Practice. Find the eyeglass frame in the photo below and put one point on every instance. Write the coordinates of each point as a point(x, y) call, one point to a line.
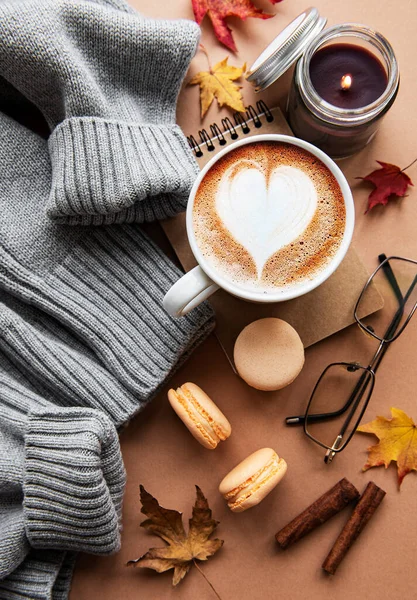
point(369, 371)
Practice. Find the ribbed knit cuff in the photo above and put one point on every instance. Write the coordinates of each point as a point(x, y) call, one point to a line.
point(43, 575)
point(109, 292)
point(74, 481)
point(106, 172)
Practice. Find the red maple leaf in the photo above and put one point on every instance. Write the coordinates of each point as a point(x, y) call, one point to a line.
point(219, 10)
point(390, 180)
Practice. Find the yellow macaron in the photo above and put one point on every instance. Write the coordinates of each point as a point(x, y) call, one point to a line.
point(252, 479)
point(200, 415)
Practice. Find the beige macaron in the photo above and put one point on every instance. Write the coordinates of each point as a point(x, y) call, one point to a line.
point(269, 354)
point(200, 415)
point(248, 483)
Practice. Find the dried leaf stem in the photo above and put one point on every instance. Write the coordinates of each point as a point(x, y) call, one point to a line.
point(408, 166)
point(203, 49)
point(208, 581)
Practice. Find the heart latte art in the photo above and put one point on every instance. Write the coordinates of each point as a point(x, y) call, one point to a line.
point(265, 215)
point(268, 215)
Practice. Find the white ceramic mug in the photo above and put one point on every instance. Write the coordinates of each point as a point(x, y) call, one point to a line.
point(202, 281)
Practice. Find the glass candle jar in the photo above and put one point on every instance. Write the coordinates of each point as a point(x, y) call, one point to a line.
point(343, 129)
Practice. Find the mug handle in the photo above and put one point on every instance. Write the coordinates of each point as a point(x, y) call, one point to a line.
point(188, 292)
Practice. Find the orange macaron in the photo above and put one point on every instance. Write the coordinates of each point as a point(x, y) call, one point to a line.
point(200, 415)
point(251, 480)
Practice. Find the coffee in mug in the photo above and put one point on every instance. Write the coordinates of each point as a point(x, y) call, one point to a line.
point(269, 219)
point(268, 216)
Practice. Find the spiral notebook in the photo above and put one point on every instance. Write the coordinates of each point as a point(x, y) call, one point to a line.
point(317, 315)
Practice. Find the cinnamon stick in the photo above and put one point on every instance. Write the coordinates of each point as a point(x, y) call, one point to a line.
point(365, 508)
point(325, 507)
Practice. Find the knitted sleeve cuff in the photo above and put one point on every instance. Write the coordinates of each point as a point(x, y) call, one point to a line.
point(107, 171)
point(74, 481)
point(109, 292)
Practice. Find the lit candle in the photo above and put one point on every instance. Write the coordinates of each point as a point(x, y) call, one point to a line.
point(333, 69)
point(346, 82)
point(343, 85)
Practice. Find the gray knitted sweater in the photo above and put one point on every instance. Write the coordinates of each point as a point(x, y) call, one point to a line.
point(84, 342)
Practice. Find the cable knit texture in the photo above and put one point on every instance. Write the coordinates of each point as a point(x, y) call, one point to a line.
point(84, 340)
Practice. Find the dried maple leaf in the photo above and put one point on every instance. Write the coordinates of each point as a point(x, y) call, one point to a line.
point(397, 441)
point(218, 82)
point(219, 10)
point(389, 180)
point(183, 549)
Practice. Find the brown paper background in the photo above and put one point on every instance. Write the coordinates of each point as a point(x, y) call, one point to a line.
point(159, 452)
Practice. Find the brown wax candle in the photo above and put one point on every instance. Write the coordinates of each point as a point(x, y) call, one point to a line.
point(325, 507)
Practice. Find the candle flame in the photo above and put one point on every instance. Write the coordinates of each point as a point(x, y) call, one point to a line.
point(346, 82)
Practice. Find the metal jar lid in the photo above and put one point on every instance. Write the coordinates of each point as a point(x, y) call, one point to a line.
point(285, 49)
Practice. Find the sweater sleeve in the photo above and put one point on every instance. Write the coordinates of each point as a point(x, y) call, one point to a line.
point(103, 285)
point(106, 81)
point(61, 485)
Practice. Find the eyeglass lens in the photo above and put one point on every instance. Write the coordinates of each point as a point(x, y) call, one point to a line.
point(396, 281)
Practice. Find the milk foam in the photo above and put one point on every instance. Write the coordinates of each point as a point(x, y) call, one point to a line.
point(265, 214)
point(268, 216)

The problem: Print each entry precisely as written; the pictures stay out.

Reply:
Practice. Find the eyeglass frame in the photo below and put one point on every instance. Write the coordinates of each point as a point(x, y) call, one point to a line.
point(369, 371)
Practice. Find the ribbed knit cuff in the photo above and put one point on every instance. Write the coordinates of each point as a point(x, y) call, one point to a line.
point(43, 575)
point(109, 292)
point(74, 481)
point(106, 172)
Practice. Find the red maple leaf in the photo above and put one point on every instance. Write the coordinates of each point as a point(x, y) call, one point to a line.
point(219, 10)
point(390, 180)
Practice. Find the yellow macaron in the photo above and put one point on every instance. Write the coordinates of each point as a point(x, y) call, one point to a line.
point(252, 479)
point(200, 415)
Practice. Find the beige macaron in the photo above and put one point on every instance. Write the coordinates of each point as a point(x, y) call, one point to a line.
point(269, 354)
point(200, 415)
point(248, 483)
Practice. Find the dried leaf stem in the photo above and put one point on every instance. Write the coordinates of each point as a point(x, y) call, one point to a line.
point(408, 166)
point(203, 49)
point(208, 581)
Practice. Find the heart latte art in the photo above and put one point on every instance. Write the coordinates of each point as a point(x, y) call, one point to a line.
point(265, 215)
point(268, 215)
Practice. Find the white ceramic mug in the photo above and put one point on every instance. Write the coordinates of each point as a point(x, y) call, one point to a line.
point(202, 281)
Practice. Find the glass candle jar in the photo above and put one point on every instance. Write the coordinates of each point as a point(x, y) call, one point to a line.
point(343, 129)
Practice. Find the mug handle in the photo above and put one point on every instance. Write the coordinates of each point as a point(x, y) call, one point to a line.
point(188, 292)
Practice. Find the orange macaron in the photo above and put one point on every instance. Write the coordinates of each point as a point(x, y) call, one point to a line.
point(200, 415)
point(251, 480)
Practice. Find the coffee in mug in the photo above and put one point on every instance. Write the coordinates of each point as a point(x, y) call, one point to a line.
point(269, 219)
point(268, 216)
Practice. Find the spiral notebook in the photo above and put one point on every instance. Write the coordinates of each point as a point(x, y) call, one point to a line.
point(317, 315)
Practice. Find the cinnamon stick in the photo above and put one point on every instance. Write the coordinates of each point as a point(x, y) call, one point to a line.
point(365, 508)
point(325, 507)
Practice. Find the knitted sleeve cuff in the photo above and put one point on every instance. Write the coordinates of each point as a point(x, y) call, one point to a line.
point(107, 171)
point(74, 481)
point(109, 292)
Practice. Find the lit candle in the photo above and put one point on every instance. Write the coordinates of each point as a point(x, y) call, one point to a line.
point(333, 69)
point(346, 82)
point(343, 85)
Practice. Find the gray knitted sweater in the photo above and put one point on every instance. Write the coordinates of each point as a point(x, y) call, one point to a line.
point(84, 342)
Practice. Find the cable knit texture in the photo above and put one point on every instance. Write the coordinates of each point as a point(x, y) call, one point to a line.
point(84, 340)
Practice. Find the dried maple leaf in the photo above and put one point on every instance. Write the coordinates of each point as a point(x, y) call, one point to a line.
point(397, 441)
point(218, 82)
point(219, 10)
point(389, 180)
point(183, 549)
Practice. Find the brown paper background in the photo above and put one point on every instance. Write the coordinates of each point as a point(x, y) call, one point to a line.
point(159, 452)
Practice. Find the brown wax candle in the photo above and put one point on every instance. Write the coordinates of each point as a point(x, y) call, one point to a line.
point(325, 507)
Practice. Find the candle flame in the photo above and put one point on every instance. Write the coordinates of each point as a point(x, y) call, one point to a line.
point(346, 82)
Practice. Find the metal jar lid in the photo above and put one point on every instance. Write the coordinates of each point as a point(x, y) call, one point to a line.
point(285, 49)
Practice. Find the sweater sleeve in the photo above and put one point on every instance. Write the coordinates of each point as a point(x, y) call, one point to a line.
point(103, 285)
point(106, 81)
point(61, 485)
Practice. Find the eyeglass lens in the photo above and put one point on every instance. Write the coordinates of each point as a point(x, y) call, one point to a line.
point(396, 281)
Practice. Find the milk foam in the photo above and put one point on every instance. Write the coordinates of each point as a point(x, y) call, one point to a line.
point(265, 214)
point(268, 216)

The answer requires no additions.